Copy every line from the data below in which the string "stripe" can be found.

Data in this exercise Block Start

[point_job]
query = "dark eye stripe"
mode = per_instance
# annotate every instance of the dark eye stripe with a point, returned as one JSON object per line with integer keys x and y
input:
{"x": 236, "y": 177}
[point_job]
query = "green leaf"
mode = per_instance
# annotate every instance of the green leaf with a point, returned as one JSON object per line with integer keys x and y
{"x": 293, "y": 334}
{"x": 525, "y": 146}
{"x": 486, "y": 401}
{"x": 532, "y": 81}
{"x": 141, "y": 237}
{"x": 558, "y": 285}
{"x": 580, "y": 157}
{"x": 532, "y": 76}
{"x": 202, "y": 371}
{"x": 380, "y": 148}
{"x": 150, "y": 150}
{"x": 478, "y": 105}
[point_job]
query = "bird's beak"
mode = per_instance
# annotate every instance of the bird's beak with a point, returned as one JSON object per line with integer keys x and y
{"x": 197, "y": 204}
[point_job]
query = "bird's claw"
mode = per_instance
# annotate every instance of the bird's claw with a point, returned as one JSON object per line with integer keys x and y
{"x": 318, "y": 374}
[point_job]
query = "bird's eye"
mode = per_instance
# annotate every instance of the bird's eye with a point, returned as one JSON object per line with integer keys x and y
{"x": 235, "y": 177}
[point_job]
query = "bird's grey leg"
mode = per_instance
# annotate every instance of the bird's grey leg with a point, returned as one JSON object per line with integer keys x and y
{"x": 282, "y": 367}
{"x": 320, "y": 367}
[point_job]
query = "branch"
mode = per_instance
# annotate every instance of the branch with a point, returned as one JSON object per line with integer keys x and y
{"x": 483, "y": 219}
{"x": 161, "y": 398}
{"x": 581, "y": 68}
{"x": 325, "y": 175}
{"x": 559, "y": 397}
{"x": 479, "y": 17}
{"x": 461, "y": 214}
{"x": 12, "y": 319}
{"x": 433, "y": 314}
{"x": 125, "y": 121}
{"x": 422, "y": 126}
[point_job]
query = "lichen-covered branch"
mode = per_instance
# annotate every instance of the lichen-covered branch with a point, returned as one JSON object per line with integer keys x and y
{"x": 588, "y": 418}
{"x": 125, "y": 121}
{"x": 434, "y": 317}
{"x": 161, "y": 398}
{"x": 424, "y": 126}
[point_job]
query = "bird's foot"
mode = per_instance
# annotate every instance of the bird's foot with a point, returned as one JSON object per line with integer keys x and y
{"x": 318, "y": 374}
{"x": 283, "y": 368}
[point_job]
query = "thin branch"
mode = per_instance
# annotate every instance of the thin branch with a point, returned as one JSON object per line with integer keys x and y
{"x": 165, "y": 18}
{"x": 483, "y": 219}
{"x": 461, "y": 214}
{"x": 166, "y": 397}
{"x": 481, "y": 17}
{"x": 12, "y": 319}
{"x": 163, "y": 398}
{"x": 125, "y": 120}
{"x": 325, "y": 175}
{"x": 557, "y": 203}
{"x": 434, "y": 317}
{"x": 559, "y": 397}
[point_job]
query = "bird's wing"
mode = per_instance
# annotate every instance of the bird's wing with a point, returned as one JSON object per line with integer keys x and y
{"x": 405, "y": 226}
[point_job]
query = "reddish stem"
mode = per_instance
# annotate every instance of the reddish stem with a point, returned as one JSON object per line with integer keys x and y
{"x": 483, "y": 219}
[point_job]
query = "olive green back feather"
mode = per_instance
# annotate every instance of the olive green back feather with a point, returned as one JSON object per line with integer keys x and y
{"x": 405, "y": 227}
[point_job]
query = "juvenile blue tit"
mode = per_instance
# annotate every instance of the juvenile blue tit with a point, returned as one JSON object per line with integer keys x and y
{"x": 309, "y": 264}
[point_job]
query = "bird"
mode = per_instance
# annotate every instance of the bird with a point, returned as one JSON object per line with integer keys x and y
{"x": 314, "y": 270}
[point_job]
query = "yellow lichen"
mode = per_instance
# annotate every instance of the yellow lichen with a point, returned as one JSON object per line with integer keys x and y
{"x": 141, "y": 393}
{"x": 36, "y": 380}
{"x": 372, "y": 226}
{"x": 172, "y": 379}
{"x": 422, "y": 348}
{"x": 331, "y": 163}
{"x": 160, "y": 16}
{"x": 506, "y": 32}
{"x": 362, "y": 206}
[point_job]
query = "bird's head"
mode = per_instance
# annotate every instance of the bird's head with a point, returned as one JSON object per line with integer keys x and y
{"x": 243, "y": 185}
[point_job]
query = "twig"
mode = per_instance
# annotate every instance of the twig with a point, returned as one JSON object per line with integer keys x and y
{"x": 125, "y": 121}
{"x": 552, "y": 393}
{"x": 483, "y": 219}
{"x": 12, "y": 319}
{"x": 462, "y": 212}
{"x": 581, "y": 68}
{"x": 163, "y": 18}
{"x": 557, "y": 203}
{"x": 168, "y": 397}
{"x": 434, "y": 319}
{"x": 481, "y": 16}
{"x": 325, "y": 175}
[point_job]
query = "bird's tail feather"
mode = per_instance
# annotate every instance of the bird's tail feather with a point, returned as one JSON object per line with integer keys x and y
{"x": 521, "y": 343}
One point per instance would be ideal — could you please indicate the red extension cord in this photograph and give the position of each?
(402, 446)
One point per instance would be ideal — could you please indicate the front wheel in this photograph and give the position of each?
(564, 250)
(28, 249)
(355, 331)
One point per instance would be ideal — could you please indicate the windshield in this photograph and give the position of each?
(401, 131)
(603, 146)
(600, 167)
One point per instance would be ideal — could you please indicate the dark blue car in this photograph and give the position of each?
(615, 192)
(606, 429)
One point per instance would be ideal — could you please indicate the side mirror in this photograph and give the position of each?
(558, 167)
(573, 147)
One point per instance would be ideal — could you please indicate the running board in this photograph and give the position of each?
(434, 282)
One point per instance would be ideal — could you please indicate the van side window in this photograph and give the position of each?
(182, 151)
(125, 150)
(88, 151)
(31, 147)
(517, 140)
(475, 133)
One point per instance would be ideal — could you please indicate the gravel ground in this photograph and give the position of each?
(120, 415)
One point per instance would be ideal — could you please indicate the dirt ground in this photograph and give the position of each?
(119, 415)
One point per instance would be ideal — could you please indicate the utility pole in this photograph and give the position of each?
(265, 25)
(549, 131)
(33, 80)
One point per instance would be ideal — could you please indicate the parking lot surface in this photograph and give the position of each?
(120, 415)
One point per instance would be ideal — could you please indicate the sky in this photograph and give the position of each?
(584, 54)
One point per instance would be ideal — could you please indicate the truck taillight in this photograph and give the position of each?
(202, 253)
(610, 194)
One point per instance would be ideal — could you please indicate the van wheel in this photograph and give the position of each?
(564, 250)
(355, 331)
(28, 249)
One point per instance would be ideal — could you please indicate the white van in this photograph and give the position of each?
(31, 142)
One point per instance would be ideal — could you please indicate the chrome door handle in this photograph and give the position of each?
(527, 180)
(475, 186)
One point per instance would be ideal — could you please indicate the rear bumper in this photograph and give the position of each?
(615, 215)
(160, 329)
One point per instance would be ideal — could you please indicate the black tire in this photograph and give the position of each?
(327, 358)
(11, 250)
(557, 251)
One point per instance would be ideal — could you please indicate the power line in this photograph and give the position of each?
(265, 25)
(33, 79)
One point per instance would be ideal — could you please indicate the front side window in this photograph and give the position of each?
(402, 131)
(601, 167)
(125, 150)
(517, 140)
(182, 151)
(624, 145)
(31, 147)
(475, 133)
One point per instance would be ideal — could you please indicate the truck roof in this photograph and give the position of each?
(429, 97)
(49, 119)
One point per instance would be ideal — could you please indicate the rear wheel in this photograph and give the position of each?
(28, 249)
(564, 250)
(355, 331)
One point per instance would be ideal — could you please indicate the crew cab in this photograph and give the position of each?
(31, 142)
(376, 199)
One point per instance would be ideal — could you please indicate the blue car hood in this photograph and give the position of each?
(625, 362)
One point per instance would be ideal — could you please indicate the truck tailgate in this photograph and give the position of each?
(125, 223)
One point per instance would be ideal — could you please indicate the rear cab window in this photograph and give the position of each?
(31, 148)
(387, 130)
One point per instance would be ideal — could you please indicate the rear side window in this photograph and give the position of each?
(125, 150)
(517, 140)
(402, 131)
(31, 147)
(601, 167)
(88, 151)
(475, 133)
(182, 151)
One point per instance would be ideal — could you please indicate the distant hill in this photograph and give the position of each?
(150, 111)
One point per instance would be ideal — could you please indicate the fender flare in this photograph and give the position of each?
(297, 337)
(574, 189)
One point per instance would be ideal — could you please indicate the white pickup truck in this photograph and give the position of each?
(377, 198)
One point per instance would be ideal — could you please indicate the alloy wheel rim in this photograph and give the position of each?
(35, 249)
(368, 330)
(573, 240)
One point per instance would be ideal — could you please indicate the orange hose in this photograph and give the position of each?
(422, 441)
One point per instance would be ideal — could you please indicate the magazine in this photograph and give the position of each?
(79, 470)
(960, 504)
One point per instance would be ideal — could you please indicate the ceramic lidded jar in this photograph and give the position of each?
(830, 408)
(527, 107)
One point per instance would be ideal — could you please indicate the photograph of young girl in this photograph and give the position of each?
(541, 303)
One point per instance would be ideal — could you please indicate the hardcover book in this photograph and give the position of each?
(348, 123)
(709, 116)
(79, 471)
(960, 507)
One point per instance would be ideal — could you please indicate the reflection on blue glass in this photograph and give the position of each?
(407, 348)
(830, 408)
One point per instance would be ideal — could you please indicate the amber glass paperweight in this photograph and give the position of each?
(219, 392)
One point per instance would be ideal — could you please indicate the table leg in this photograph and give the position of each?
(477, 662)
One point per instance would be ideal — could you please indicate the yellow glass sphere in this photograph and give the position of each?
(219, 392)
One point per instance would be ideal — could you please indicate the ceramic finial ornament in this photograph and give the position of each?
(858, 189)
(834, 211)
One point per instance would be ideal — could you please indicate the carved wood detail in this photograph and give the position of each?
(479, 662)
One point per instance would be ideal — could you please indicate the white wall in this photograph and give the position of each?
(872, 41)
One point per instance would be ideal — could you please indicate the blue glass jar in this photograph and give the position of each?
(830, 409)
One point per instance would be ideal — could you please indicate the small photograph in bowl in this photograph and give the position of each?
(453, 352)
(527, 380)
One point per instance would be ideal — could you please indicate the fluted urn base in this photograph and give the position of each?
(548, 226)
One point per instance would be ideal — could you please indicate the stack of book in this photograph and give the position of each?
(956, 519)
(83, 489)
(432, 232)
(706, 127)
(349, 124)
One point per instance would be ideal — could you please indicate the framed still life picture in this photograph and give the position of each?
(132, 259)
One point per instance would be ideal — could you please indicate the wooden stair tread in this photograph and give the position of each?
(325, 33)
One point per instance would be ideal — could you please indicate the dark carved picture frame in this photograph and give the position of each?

Data in this exercise Block End

**Solution to this task:**
query = "dark eye stripe"
# annotate every instance of the dark eye stripe with a point, returned as one JSON object per line with integer keys x and y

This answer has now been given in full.